▶ **Task to carry out**:
The data below should be printed in full, exactly, and without any of its images.

┌────────

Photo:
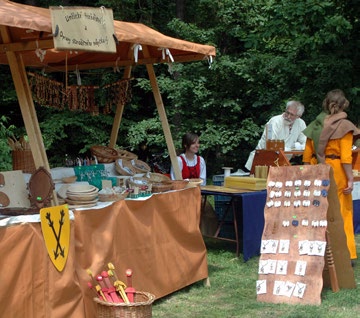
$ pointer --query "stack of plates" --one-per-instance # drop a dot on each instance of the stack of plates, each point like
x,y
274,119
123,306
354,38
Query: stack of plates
x,y
82,195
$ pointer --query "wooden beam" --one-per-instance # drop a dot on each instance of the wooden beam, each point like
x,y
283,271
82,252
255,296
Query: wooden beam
x,y
163,117
27,107
26,46
110,64
119,112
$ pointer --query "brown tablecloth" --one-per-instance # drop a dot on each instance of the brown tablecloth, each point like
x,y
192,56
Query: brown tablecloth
x,y
159,239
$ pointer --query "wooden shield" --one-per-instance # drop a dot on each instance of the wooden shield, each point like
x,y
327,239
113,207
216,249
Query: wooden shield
x,y
55,226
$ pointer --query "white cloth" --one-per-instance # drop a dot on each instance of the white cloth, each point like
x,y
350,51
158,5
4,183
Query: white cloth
x,y
281,130
191,163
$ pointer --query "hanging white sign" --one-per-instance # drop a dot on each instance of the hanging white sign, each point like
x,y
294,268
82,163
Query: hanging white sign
x,y
83,29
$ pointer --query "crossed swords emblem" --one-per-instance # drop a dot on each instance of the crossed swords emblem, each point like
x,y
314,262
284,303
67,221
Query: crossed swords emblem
x,y
57,235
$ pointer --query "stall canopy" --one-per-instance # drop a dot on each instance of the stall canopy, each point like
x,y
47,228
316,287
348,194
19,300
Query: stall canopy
x,y
26,41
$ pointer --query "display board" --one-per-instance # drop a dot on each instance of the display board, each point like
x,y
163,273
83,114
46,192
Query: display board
x,y
294,247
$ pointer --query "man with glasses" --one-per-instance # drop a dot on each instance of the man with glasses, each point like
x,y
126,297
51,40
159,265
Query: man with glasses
x,y
288,127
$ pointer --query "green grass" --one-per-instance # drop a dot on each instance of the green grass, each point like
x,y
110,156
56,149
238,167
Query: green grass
x,y
232,293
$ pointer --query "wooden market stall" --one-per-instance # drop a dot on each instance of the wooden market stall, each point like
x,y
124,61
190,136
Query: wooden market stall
x,y
157,233
27,40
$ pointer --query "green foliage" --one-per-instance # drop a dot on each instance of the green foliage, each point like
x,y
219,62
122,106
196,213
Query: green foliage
x,y
5,150
232,293
268,51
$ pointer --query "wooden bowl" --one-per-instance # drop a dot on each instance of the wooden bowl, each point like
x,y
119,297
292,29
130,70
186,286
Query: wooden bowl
x,y
71,179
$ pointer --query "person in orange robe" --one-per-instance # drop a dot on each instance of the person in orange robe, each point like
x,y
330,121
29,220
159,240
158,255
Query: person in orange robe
x,y
329,140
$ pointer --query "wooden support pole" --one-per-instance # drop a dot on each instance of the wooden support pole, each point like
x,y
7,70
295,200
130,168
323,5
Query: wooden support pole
x,y
163,117
119,112
27,107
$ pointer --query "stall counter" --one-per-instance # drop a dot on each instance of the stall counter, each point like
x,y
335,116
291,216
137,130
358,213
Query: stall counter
x,y
158,238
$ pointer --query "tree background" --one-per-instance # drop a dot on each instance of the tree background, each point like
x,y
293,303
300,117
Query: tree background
x,y
268,51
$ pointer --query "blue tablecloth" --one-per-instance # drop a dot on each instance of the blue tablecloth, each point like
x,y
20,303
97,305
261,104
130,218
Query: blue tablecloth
x,y
250,218
253,204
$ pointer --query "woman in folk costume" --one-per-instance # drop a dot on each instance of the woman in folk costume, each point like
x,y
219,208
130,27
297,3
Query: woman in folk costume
x,y
330,140
191,165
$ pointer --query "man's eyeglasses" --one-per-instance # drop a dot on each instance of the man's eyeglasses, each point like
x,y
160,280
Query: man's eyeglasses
x,y
290,114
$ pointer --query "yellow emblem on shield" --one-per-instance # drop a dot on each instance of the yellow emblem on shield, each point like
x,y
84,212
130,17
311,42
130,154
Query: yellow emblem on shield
x,y
55,226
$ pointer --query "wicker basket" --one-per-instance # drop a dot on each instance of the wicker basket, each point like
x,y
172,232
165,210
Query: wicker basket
x,y
124,167
23,160
124,154
104,154
140,308
157,177
137,182
140,166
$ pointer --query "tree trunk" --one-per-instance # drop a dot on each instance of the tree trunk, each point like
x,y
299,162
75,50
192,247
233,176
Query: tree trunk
x,y
180,9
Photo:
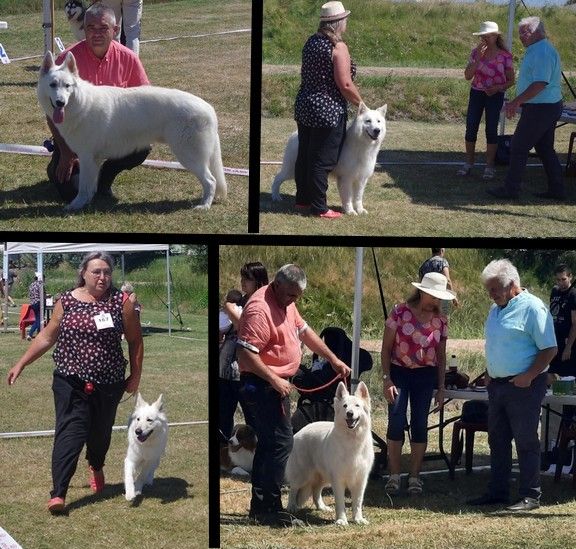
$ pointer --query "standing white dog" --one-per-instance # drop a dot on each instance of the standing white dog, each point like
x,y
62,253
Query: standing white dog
x,y
100,122
357,160
339,453
147,437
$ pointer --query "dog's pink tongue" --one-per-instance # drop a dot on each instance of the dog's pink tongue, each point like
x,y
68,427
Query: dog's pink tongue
x,y
58,115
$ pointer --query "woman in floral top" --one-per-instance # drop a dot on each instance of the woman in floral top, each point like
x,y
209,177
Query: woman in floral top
x,y
413,365
320,111
491,70
89,379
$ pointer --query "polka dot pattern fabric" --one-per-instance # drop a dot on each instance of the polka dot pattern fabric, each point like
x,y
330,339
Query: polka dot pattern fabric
x,y
84,351
319,103
415,344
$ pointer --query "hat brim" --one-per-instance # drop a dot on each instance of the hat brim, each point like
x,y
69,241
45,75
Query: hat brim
x,y
334,18
440,294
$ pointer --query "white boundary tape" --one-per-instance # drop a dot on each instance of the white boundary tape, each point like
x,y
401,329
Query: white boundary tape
x,y
41,151
152,40
49,433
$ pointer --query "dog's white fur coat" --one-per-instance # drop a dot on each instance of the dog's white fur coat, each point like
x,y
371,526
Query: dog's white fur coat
x,y
339,453
147,438
100,122
357,160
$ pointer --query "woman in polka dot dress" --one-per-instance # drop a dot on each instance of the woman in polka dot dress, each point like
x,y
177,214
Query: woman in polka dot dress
x,y
320,110
491,70
89,379
413,365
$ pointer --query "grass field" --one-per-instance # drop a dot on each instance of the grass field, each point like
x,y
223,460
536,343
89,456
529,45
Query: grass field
x,y
172,513
415,190
439,519
213,66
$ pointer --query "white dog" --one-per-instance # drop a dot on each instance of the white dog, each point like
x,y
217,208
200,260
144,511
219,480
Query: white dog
x,y
339,453
75,10
100,122
357,160
147,437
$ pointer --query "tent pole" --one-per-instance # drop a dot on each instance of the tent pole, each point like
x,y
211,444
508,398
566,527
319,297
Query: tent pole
x,y
169,292
357,319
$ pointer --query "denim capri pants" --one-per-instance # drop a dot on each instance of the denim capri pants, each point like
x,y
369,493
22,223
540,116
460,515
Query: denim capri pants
x,y
415,385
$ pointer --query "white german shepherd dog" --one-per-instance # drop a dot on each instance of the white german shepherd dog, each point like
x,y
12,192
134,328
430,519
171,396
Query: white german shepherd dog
x,y
147,438
100,122
364,138
338,454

└────────

▶ **Result**:
Photo:
$ pointer --query "stack of plates" --one-per-instance # drop a dot on each instance of the stack of plates, each point like
x,y
274,119
123,306
354,38
Query: stack of plates
x,y
82,195
$ pointer --query "wooden beam" --one-per-instance # drop a dot on each instance of the wooden beam, each point like
x,y
283,271
82,252
255,296
Query: wooden beam
x,y
163,117
27,107
26,46
110,64
119,112
$ pointer --query "brown tablecloth" --one-per-instance # drop a dot on each instance of the brown tablecloth, each point like
x,y
192,56
Query: brown tablecloth
x,y
159,239
$ pointer --query "wooden shield" --one-per-instance # drop a dot on each instance of the wooden shield, each point like
x,y
327,239
113,207
216,249
Query: wooden shield
x,y
55,226
$ pointer --query "white cloth" --one-per-instance # drop a dot on each instance of the white cloth, each point like
x,y
350,51
158,5
4,183
Query: white cloth
x,y
281,130
191,163
$ pointer --query "hanging white sign" --one-per-instance # drop a dot on each instance of the hanging white sign, each point like
x,y
294,268
82,163
Query: hanging white sign
x,y
83,29
$ pointer --query "crossed swords emblem" --one-per-instance # drop a dot on each instance of the crossed swords emblem, each point like
x,y
314,262
284,303
67,221
Query: crossed swords emblem
x,y
57,235
$ pointer --query "stall canopy" --one-per-instance # drop a dot on each instance of the stall canopy, each point like
x,y
47,228
316,287
348,194
19,300
Query: stall canopy
x,y
26,41
$ pointer --query "display board" --one-per-instance # drop a dot on each instance of the display board, each point like
x,y
163,273
83,114
46,192
Query: display board
x,y
294,247
$ pointer --query "man with glasses" --one-per-instance # drop a dot on each instance of the man with glasses, each point like
x,y
126,297
51,40
159,265
Query: man with glasses
x,y
288,127
$ pointer --query "green grass" --one-per-instance # drop a dot on each instance of the green grass, each point like
x,y
110,156
56,149
238,167
Query: green grass
x,y
232,293
$ pointer --query "wooden market stall" --one-per-instance # drop a dot on each instance of the wooden market stall, each point like
x,y
124,61
190,136
Query: wooden market stall
x,y
157,233
27,40
$ pointer --query "green foliage" --one-per-instance # drop a dot on each instance of the green foliage, each point like
x,y
219,62
122,106
196,213
Query: green foliage
x,y
5,150
232,293
268,51
$ pointer --query "wooden bowl" --one-per-instance # drop a dot on each instance of the wooden bowl, each point like
x,y
119,297
292,29
130,70
186,286
Query: wooden bowl
x,y
71,179
$ pointer --query "person in orange robe" --one-per-instance # drop a dot on each instance of the person in orange robe, each point like
x,y
330,121
29,220
159,240
158,255
Query: person in orange robe
x,y
329,140
$ pointer --query "wooden support pole" --one-per-instance # drop a dot on each instance of the wooden support pole, each point like
x,y
7,70
295,200
130,168
323,5
Query: wooden support pole
x,y
163,117
119,112
27,107
$ pointer --query "stall counter" --one-per-instance # drop a dot on each instance of the stall counter, each point like
x,y
335,116
291,216
137,130
358,213
Query: stall counter
x,y
158,238
$ pointer --query "tree background" --one-per-instance # drop a dot on each instance of the tree background, each point like
x,y
293,303
300,117
Query: tree background
x,y
268,51
$ pointer --query "blue tablecloth" --one-per-instance # drop a dot on each instance of the blue tablecloth, each point like
x,y
20,303
97,305
261,104
130,218
Query: blue tablecloth
x,y
250,218
253,204
$ pointer --query "woman in folk costume" --one-per-instance # drop a dot on each instance of the woman in folk costume, each point like
x,y
219,208
130,27
297,3
Query: woman in folk costume
x,y
330,140
191,165
$ pointer --query "man's eyeglasses" --one-per-instance # drop a dot on each instance of the man's eyeglasses, each point like
x,y
160,280
Query: man's eyeglasses
x,y
290,114
$ pointer --query "yellow emblem on shield" --one-per-instance # drop a dot on each instance of the yellow emblem on shield, each point like
x,y
84,212
130,17
311,42
130,154
Query: yellow emblem on shield
x,y
55,226
$ pointer --query "wicker basket" --one-per-instance # drop a dot on each instance of the wicker basket, each point like
x,y
172,232
165,210
Query: wicker basket
x,y
124,167
23,160
124,154
104,154
140,308
157,177
137,182
140,166
$ pointer --query "tree trunk" --one-per-instance # drop a dot on each instance of the tree trunk, each point like
x,y
299,162
75,50
192,247
233,176
Query: tree trunk
x,y
180,9
Photo:
$ pointer --query "standing white dog" --one-per-instance # drop a dot on each instance of the standing white dog, each point like
x,y
62,253
Query: standing white dog
x,y
100,122
357,160
339,453
147,437
$ pointer --query "dog's pink tongue" --one-per-instance # drop a dot on each instance of the dog's pink tongue, each point like
x,y
68,427
Query: dog's pink tongue
x,y
58,115
$ pointer --query "woman in floral top" --one-per-instance # drop a dot on each instance of the woman in floral top, each point like
x,y
209,177
Query: woman in floral top
x,y
413,365
320,111
491,70
89,379
$ pointer --query "polka dot pattern fabric" --one-per-instance # drop a dot on each instance of the polka dot pattern fabric, each point like
x,y
330,339
Query: polka dot pattern fabric
x,y
84,351
319,103
415,344
$ pointer --query "hat brim" --one-per-instance # drop a dot on each instance of the hat brim, each point like
x,y
69,241
45,75
Query: hat brim
x,y
334,18
440,294
$ pointer --query "white boundary tape" --one-per-instance # drop a dot on each instance of the white boundary tape, each point like
x,y
401,329
Query: white boundary tape
x,y
41,151
152,40
49,433
$ pointer --query "dog's white fur coat" --one-per-instance # drop a dot on each instance of the dog's white fur coat, each point like
x,y
371,526
Query: dog's white fur coat
x,y
339,453
147,438
100,122
357,160
$ pointer --query "woman in polka dot dress" --one-per-instance # drop a dot on each instance of the woman in polka dot dress, each point like
x,y
177,214
Query: woman in polka dot dress
x,y
320,110
491,70
89,379
413,365
$ pointer --query "grass field" --one-per-instance # drop a dot on each instance of the grass field, each point like
x,y
223,460
536,343
89,456
529,45
Query: grass field
x,y
172,513
415,190
439,519
213,66
$ pointer --query "white dog" --one-per-instance # drop a dot on each instance of the white dog, each point like
x,y
217,208
200,260
144,511
219,480
Query: white dog
x,y
339,453
75,10
100,122
357,160
147,437
$ pointer --query "tent pole" --one-per-instance # drop a dot on each instance of the tent pole, each point like
x,y
211,444
508,398
566,527
319,297
Query: tent pole
x,y
169,292
357,319
$ pointer --query "denim capri pants" --one-per-instance # drop a dot on each instance of the denim capri pants, each point like
x,y
369,493
22,223
540,116
460,515
Query: denim capri pants
x,y
415,385
$ pointer --query "white german shepherd dog" --one-per-instance # drop a dot on each instance of the white german shepherd dog, each point like
x,y
12,192
134,328
430,519
171,396
Query: white german shepherd dog
x,y
147,438
100,122
364,138
338,454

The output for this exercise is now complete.